Pick out each line in the items below that contains the word "fern", and copy those lines.

═════ Data provided

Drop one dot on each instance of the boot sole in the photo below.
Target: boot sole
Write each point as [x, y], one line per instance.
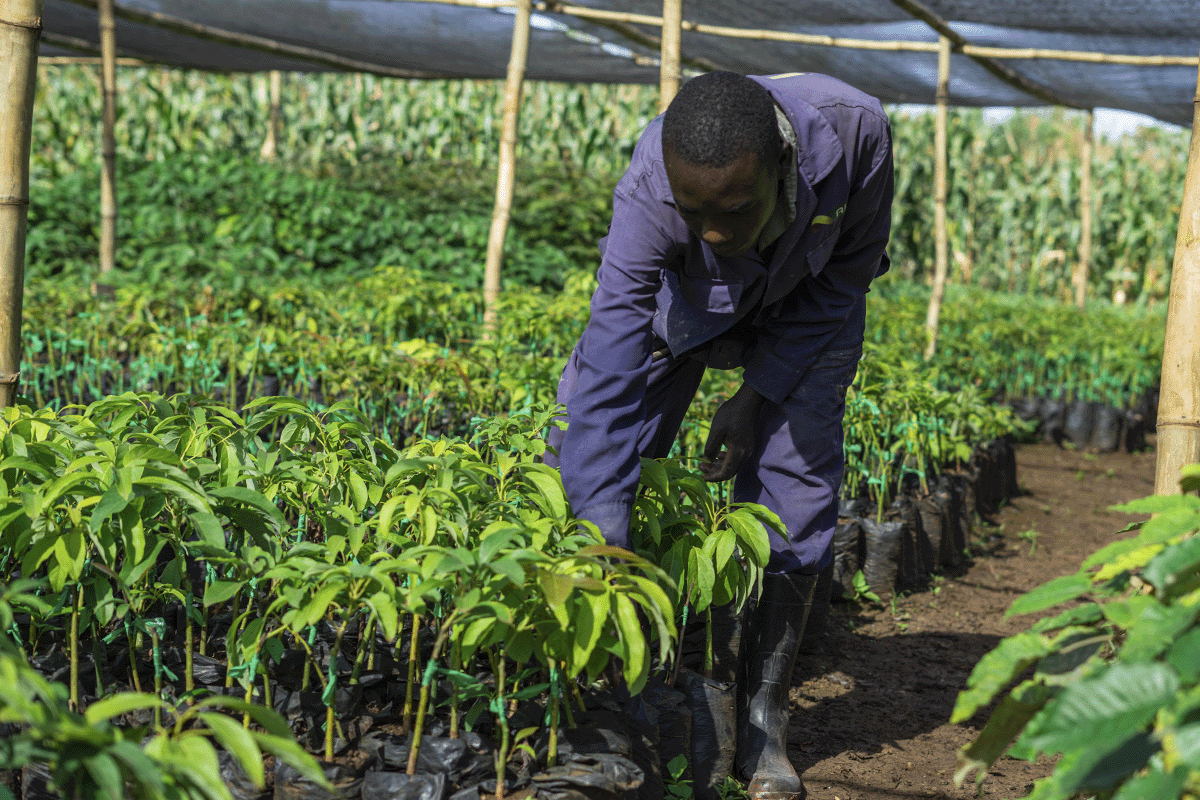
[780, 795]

══════════
═════ Data provided

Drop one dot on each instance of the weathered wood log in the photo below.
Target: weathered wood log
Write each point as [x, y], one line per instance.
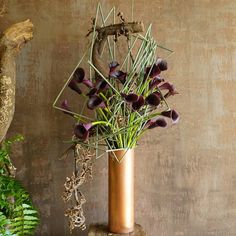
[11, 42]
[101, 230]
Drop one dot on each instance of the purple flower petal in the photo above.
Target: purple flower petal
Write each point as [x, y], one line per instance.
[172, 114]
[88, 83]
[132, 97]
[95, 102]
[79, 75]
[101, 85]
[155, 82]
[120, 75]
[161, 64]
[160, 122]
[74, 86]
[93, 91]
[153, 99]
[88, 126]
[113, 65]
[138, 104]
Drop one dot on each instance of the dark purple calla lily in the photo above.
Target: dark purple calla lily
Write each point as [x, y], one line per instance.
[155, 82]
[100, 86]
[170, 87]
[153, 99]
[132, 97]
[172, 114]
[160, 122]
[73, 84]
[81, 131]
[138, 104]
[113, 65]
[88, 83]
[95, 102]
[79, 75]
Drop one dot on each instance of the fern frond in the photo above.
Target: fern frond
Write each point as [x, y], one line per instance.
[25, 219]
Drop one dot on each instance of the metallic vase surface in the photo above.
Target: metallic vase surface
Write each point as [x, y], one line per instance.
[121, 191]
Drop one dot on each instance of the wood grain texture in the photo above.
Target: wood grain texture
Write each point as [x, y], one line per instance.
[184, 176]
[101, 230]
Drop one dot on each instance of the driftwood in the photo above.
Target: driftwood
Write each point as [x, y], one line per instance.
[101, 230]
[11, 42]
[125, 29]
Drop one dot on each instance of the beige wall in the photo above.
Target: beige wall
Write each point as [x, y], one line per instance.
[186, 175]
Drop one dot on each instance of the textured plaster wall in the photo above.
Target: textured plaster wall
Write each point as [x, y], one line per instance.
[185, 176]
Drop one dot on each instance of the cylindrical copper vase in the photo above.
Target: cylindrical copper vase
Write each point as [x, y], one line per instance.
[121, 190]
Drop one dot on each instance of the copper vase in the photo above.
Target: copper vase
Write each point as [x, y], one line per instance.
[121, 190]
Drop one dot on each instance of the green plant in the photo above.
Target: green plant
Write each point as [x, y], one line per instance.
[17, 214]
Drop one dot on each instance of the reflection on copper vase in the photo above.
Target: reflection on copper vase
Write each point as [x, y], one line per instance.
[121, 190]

══════════
═════ Data provided

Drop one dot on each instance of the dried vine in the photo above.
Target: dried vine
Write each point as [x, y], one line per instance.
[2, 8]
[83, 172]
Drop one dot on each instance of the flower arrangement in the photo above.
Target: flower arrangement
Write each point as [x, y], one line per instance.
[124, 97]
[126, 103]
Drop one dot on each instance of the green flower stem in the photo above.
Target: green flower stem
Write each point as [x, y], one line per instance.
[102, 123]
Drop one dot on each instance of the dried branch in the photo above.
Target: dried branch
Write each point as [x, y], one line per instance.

══════════

### Written solution:
Drop one dot on each instance of the fern frond in the photo above.
Target: fern frond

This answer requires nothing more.